§ **DIRECTIONS**
Pull out each line of the material below that contains the word "wall".

§ **MATERIAL FOR THIS TASK**
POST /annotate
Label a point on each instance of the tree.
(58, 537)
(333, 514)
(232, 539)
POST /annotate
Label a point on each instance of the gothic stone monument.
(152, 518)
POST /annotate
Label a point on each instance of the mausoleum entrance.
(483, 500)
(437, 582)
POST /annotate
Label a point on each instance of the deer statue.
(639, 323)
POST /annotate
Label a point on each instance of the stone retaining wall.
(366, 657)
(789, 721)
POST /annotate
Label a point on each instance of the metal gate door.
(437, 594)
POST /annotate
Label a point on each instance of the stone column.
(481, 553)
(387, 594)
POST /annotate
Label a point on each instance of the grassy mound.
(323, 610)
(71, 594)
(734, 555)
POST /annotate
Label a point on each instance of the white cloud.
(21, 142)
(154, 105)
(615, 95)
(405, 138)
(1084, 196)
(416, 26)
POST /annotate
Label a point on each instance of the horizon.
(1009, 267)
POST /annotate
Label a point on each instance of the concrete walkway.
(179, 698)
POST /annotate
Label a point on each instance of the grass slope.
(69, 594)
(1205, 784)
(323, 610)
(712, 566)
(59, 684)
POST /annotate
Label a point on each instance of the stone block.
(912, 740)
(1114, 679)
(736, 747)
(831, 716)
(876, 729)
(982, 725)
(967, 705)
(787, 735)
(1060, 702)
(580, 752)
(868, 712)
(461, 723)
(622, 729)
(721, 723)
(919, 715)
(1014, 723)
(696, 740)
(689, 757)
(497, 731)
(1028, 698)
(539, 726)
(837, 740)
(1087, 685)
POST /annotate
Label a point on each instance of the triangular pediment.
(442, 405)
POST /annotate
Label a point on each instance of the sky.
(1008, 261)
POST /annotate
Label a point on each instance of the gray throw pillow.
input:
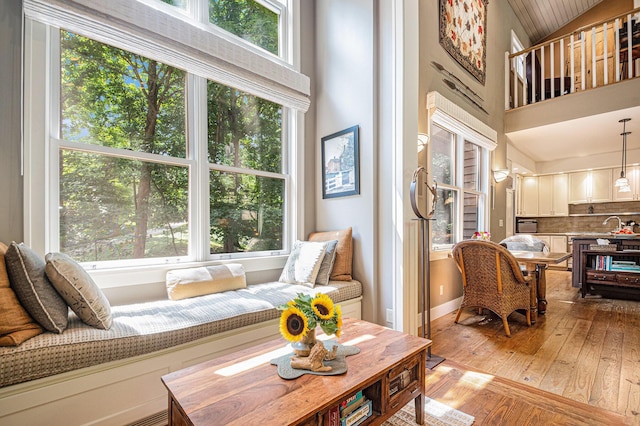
(78, 289)
(33, 289)
(327, 263)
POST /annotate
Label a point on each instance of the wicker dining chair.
(492, 279)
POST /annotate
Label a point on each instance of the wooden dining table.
(537, 261)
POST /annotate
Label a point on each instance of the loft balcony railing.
(592, 56)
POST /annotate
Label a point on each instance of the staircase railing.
(592, 56)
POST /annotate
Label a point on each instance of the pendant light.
(622, 183)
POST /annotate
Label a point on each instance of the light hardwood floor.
(587, 350)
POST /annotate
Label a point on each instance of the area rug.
(435, 413)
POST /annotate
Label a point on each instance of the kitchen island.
(624, 248)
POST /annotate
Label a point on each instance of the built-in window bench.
(87, 375)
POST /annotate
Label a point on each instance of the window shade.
(173, 39)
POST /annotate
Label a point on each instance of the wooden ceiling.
(543, 17)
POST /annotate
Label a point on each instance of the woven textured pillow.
(303, 263)
(193, 282)
(34, 291)
(343, 265)
(78, 289)
(16, 325)
(324, 274)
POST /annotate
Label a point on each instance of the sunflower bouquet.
(305, 313)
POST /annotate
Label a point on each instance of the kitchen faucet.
(614, 217)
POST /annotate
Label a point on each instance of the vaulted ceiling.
(543, 17)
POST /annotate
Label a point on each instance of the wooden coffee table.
(243, 388)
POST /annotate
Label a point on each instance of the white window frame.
(518, 63)
(44, 18)
(454, 119)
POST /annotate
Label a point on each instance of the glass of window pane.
(471, 171)
(443, 231)
(471, 215)
(442, 155)
(248, 20)
(115, 208)
(119, 99)
(243, 130)
(247, 212)
(182, 4)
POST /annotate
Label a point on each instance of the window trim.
(180, 42)
(517, 46)
(41, 103)
(446, 114)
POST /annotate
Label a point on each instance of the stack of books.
(607, 263)
(624, 265)
(351, 412)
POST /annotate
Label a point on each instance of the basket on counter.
(603, 247)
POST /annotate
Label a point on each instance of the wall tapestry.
(463, 25)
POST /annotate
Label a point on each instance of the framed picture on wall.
(341, 164)
(463, 34)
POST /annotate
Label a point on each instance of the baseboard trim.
(442, 310)
(158, 419)
(445, 308)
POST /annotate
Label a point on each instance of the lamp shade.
(621, 182)
(625, 188)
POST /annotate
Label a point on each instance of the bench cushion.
(148, 327)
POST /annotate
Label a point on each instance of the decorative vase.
(304, 345)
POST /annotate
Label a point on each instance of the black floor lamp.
(424, 289)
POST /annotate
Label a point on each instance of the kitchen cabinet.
(592, 186)
(556, 243)
(528, 200)
(553, 195)
(633, 174)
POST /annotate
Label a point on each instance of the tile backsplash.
(589, 218)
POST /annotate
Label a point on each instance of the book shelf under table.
(244, 388)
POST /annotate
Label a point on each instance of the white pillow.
(192, 282)
(304, 263)
(324, 273)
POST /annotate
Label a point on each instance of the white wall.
(366, 73)
(344, 96)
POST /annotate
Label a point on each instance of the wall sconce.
(500, 174)
(423, 139)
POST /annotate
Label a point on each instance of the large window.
(148, 160)
(460, 169)
(518, 62)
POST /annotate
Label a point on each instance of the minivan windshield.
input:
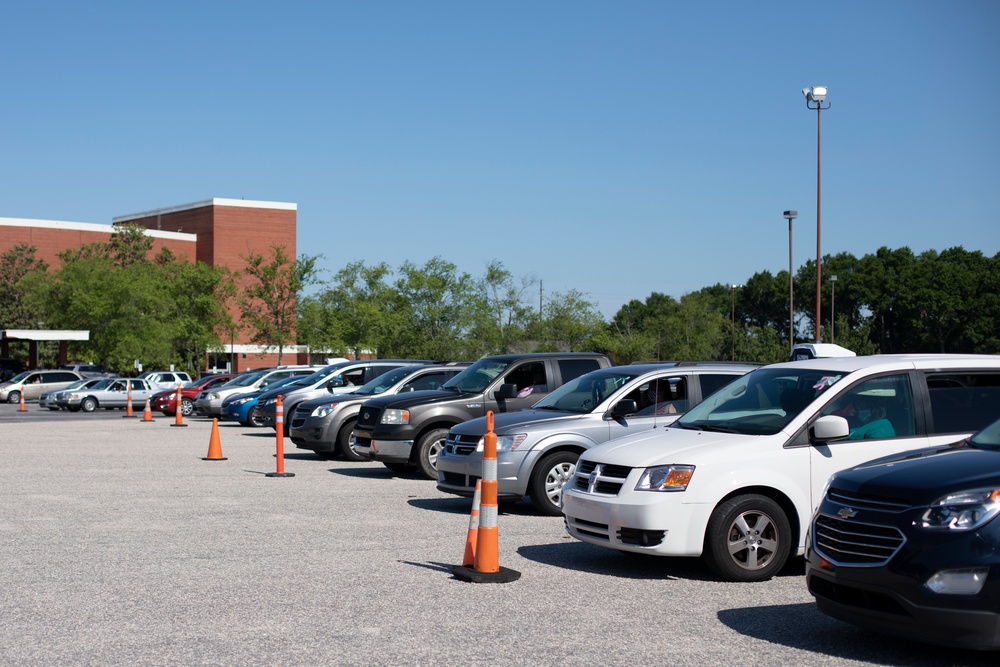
(477, 377)
(588, 391)
(761, 402)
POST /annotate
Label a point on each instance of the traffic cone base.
(214, 445)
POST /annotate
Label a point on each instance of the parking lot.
(120, 545)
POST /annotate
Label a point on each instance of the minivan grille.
(853, 543)
(607, 479)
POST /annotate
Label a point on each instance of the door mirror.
(623, 408)
(830, 427)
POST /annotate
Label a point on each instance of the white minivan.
(736, 479)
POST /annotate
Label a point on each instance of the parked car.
(240, 407)
(109, 393)
(87, 370)
(340, 378)
(48, 399)
(407, 432)
(324, 425)
(35, 383)
(166, 401)
(537, 448)
(166, 379)
(735, 480)
(209, 402)
(907, 545)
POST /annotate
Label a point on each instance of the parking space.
(122, 546)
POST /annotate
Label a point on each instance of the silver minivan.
(35, 383)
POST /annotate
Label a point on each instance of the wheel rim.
(556, 479)
(434, 451)
(753, 540)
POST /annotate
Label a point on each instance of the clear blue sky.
(616, 148)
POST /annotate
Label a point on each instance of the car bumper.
(655, 523)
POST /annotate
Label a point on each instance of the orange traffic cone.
(486, 560)
(214, 445)
(470, 542)
(147, 414)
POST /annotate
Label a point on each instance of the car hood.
(506, 422)
(669, 445)
(924, 475)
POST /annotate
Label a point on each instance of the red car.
(166, 401)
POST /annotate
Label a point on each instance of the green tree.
(267, 301)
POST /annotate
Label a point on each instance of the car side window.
(963, 402)
(529, 378)
(877, 408)
(571, 369)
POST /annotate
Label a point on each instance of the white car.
(736, 479)
(109, 394)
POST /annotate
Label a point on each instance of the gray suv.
(324, 424)
(537, 449)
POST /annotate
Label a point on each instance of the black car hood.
(923, 476)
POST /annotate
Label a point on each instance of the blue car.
(240, 407)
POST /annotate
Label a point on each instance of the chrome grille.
(854, 543)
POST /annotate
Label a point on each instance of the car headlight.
(962, 510)
(395, 417)
(505, 443)
(322, 410)
(665, 478)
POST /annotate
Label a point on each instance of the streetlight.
(790, 215)
(732, 292)
(833, 289)
(817, 95)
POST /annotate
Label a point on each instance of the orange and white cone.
(147, 414)
(469, 559)
(486, 569)
(214, 445)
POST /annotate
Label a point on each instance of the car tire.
(429, 447)
(748, 539)
(548, 477)
(344, 443)
(253, 419)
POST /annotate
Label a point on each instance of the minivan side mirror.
(623, 408)
(505, 391)
(830, 427)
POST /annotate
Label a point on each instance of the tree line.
(166, 310)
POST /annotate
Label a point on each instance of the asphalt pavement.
(119, 545)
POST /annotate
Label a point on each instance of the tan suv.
(35, 383)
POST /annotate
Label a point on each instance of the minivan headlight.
(962, 510)
(395, 417)
(665, 478)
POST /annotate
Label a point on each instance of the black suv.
(907, 545)
(408, 431)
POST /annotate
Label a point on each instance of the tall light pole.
(732, 291)
(790, 215)
(815, 96)
(833, 289)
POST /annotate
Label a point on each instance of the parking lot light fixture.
(815, 97)
(790, 215)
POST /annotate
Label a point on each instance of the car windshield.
(588, 391)
(988, 438)
(383, 382)
(761, 402)
(478, 376)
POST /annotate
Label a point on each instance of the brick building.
(217, 232)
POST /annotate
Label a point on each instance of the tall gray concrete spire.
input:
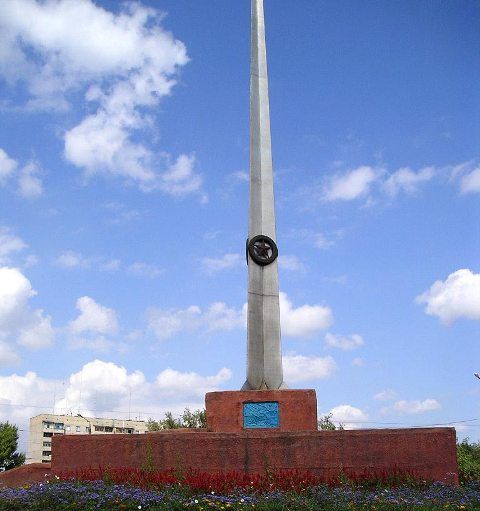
(264, 357)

§ **SOLUTION TO THE EXERCISE**
Label a point on each instance of the stone retaining wall.
Label a point on each instance of the wall tapestry.
Label a point on each instance of the framed picture on wall.
Label a point on each instance of the white wall.
Label a point on each instance of the wall sconce.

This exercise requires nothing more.